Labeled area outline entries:
________________________________________
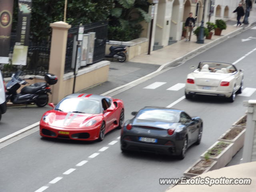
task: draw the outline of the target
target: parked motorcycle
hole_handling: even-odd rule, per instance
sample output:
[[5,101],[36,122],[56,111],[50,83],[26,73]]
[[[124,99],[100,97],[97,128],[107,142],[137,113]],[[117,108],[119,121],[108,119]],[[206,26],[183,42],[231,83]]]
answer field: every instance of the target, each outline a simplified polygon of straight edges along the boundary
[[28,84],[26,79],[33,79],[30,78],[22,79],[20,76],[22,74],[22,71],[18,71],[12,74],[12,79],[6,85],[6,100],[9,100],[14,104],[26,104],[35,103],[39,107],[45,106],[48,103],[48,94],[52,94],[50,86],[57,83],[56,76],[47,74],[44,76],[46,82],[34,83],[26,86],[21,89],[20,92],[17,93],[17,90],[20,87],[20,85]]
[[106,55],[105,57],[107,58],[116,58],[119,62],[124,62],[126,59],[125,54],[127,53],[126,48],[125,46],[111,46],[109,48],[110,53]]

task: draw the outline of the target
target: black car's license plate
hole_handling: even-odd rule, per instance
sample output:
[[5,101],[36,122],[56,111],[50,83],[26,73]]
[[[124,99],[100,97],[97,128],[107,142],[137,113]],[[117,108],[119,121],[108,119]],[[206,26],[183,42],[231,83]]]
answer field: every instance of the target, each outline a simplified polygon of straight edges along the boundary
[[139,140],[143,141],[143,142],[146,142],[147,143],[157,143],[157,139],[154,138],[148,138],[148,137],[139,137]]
________________________________________
Reproduce every line of the items above, requests included, adding 101 to each vertex coordinate in the answer outlines. Omit the pictures from your reply.

task: draw the outline of the target
target: parked motorcycle
hole_handling: even-odd rule, per instance
sample output:
[[5,101],[36,122],[56,111],[50,83],[26,73]]
[[[124,99],[100,97],[97,128],[107,142],[137,113]],[[117,108],[119,121],[108,119]],[[206,26],[183,42],[231,83]]]
answer field: every instance of the target, each outline a simplified polygon of straight edges along the boundary
[[129,185],[127,180],[134,180],[131,179],[123,180],[121,177],[123,175],[123,172],[119,172],[113,175],[113,180],[107,186],[107,201],[110,201],[115,205],[127,205],[136,204],[140,208],[146,207],[149,204],[149,195],[153,195],[151,187],[158,184],[157,177],[148,175],[145,177],[147,183],[135,184],[127,187],[122,190],[121,193],[118,194],[118,191],[121,188],[121,186]]
[[207,156],[206,158],[208,159],[217,159],[220,163],[225,163],[227,160],[226,155],[228,154],[227,149],[226,147],[212,147],[210,149],[211,154]]

task: draw the outline of the target
target: black car's license plate
hole_handling: even-odd rule, per instance
sample output:
[[5,101],[36,122],[56,111],[50,83],[26,73]]
[[[124,99],[100,97],[97,128],[107,142],[137,113]],[[117,108],[119,121],[108,119]],[[206,26],[183,42],[231,83]]]
answer field: every instance of the target, each outline a simplified polygon of straight edges along the boundary
[[240,241],[244,242],[244,243],[247,243],[248,244],[258,244],[258,240],[255,239],[249,239],[249,238],[240,238]]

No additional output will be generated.